▶ [Work required] The news item below on the proposed Penguin Random House and Simon & Schuster merger quotes a letter to the DOJ warning of dangerous concentrations of power and control. List every group of people that the quoted letter names as subject to that power and control.

Industry & Advocacy News
November 2, 2021
Update 11/05/2021: Now that the Authors Guild has fully reviewed the DOJ’s complaint and legal claims therein and the Authors Guild Council and Authors Guild Foundation Board have had an opportunity to meet to discuss DOJ’s suit to block the proposed merger between Penguin Random House and Simon & Schuster, it issues this official Position Statement HERE.
In response to today’s announcement by the U.S. Department of Justice (“DOJ”) that it plans to sue Penguin Random House (PRH) to stop its proposed merger with Simon & Schuster (S&S), the Authors Guild has issued the following statement:
“Today’s decision by the DOJ was unexpected given that so many other major mergers and acquisitions in the publishing industry have gone through recently and over the last few decades with nary a raised eyebrow, leaving us with only a handful of companies dominating the industry. More importantly, the decision raises the bigger question that goes beyond traditional publishers to the consolidation of distribution channels and Amazon’s monopsony of book retail. We look forward to working with the Biden Administration on antitrust reform that gets to the root of the problems in the industry, whereas the proposed merger was just a symptom.”
Amazon’s domination of book retail, which has only been exacerbated by the pandemic, gives it the ability to extract unreasonable terms from publishers, especially smaller ones. Indeed, in the past, Amazon referred to its strategy toward smaller, independent publishers as the Gazelle Project, named after Bezos’s comment, that Amazon “should approach these small publishers the way a cheetah would pursue a sickly gazelle.” Amazon’s demands for high fees and its most favored nations provisions have put huge financial pressure on the publishing industry, with many traditional publishers feeling that they must grow through acquisitions and mergers to successfully compete in the business. As we said in our letter to DOJ last January,
The Department of Justice must begin today to proactively restructure the entire U.S. market for books in ways that also deal with the danger posed by Amazon. In this way alone will the Department fulfill its mission of protecting the interest of the public as a whole, and of every reader and author in the United States, from dangerous concentrations of power and control over America’s authors, editors, booksellers, and readers, and over public debate itself.
The Authors Guild has opposed consolidation among publishers going back five decades to the 1970s when we issued reports and statements and testified in front of Congress. It is this decades-long procession of mergers and acquisitions in the industry that has left us with only 5 major publishers today.

▶ [Records provided]
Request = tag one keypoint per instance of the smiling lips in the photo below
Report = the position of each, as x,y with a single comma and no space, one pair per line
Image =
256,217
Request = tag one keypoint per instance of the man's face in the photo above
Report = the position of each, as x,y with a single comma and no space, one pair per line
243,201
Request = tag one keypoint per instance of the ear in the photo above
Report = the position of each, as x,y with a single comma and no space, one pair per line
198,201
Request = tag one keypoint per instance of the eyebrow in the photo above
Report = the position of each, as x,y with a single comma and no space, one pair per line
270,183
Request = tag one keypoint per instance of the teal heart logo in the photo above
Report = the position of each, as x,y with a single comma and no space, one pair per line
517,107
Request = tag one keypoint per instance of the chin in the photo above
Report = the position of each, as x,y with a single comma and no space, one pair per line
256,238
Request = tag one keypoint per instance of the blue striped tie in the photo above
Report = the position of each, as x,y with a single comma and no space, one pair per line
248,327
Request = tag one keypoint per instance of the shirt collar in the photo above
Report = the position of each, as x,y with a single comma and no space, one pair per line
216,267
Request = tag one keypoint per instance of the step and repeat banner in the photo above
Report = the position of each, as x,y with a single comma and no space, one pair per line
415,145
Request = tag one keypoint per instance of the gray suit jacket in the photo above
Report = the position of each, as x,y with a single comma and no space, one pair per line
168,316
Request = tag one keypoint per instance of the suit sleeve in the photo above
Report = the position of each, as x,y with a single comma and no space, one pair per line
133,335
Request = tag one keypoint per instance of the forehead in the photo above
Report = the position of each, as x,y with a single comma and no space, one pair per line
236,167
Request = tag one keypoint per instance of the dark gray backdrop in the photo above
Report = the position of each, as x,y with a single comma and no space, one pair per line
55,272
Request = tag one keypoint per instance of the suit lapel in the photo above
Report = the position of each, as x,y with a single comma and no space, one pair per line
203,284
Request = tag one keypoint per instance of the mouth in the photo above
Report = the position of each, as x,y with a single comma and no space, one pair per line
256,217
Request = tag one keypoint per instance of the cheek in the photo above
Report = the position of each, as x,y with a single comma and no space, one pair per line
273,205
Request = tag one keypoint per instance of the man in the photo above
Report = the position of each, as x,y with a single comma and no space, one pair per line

▶ [The completed task] The quoted letter names America's authors, editors, booksellers, and readers.